====== EXTRAHIERTE INFORMATIONEN

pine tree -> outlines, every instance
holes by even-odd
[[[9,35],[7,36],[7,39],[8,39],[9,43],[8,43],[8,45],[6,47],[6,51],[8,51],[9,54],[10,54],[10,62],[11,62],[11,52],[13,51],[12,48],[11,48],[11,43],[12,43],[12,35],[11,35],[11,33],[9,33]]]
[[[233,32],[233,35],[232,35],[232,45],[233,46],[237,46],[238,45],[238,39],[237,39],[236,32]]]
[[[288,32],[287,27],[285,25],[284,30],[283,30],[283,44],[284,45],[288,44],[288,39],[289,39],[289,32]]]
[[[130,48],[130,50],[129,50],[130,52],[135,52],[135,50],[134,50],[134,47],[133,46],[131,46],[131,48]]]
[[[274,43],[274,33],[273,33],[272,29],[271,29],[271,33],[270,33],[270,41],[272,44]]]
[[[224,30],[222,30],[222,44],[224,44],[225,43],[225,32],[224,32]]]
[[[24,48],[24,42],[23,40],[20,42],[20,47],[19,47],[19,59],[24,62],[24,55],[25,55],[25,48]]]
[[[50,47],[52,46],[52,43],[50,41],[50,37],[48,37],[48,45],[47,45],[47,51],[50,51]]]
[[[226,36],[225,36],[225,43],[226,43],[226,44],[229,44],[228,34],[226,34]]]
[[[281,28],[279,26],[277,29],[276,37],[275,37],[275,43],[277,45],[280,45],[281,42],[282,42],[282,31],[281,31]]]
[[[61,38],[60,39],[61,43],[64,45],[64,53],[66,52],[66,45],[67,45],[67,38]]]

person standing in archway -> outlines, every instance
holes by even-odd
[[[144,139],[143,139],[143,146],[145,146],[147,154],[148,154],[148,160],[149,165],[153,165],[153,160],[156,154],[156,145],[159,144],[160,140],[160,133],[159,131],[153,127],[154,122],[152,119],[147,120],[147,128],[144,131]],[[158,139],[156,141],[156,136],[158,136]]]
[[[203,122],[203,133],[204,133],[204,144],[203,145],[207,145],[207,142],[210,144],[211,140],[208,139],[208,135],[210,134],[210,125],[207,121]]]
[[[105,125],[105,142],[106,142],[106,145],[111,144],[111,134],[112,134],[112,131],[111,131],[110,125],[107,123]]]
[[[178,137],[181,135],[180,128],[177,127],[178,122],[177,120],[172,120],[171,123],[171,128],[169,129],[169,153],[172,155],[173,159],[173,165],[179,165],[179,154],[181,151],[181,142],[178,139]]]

============

#### SCHRIFTLICHE AUFGABE
Extrahiere aus der Auflistung oben jede Zeile, in der die Zeichenfolge „instance“ vorkommt. Groß- und Kleinschreibung zählen.

#### LÖSUNG DER AUFGABE
pine tree -> outlines, every instance
person standing in archway -> outlines, every instance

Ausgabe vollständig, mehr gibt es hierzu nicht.